● INSTRUCTIONS TO FOLLOW
Change "purple sock" to "green sock" wherever it occurs in the lines from the first one through the line containing "380 485 474 595", inclusive. Copy out only those lines, leaving everything else in them unchanged.

■ ■ ■

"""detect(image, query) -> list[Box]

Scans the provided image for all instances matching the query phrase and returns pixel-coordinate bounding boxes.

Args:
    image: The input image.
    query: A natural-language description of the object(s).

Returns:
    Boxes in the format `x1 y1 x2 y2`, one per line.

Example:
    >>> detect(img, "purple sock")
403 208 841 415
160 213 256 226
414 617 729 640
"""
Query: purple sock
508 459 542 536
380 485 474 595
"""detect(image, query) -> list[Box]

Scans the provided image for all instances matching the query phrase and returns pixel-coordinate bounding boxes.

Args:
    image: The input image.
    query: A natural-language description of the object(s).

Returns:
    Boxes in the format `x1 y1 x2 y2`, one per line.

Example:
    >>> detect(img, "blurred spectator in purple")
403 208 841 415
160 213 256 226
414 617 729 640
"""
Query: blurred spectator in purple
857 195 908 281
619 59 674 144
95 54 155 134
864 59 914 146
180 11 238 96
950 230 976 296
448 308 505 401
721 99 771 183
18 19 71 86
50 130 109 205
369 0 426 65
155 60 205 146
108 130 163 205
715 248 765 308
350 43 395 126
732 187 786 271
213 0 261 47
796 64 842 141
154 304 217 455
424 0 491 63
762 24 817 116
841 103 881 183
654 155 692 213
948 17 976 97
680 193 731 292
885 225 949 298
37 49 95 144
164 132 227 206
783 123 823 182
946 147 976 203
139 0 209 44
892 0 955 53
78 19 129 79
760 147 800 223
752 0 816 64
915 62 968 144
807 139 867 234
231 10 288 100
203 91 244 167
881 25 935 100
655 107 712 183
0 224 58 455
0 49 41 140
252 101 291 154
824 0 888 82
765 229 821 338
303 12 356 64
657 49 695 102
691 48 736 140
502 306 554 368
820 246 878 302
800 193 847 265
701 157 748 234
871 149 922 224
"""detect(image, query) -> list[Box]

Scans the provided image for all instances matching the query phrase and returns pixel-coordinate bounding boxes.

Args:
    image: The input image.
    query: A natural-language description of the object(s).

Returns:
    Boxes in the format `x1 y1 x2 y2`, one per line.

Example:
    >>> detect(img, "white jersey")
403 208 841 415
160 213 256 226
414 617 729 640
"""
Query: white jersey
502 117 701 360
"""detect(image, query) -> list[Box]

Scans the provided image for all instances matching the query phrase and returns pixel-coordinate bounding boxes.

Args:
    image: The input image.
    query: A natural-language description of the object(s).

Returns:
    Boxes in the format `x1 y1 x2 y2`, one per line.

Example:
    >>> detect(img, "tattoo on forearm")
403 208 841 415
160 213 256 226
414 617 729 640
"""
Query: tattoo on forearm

■ ■ ■

● THE OUTPUT
"""detect(image, query) -> list[Box]

Scans the provided image for all instances matching the query phrase and returns pixel-coordinate bounding boxes.

Args:
    image: The input image.
    query: A natural-language description of the object(s).

Returns:
    Boxes in the format `x1 y1 x2 y2`, one per line.

Example:
    >>> detect(img, "green sock")
403 208 841 415
160 213 256 226
414 617 729 640
"""
Query: green sock
508 459 542 536
380 485 474 595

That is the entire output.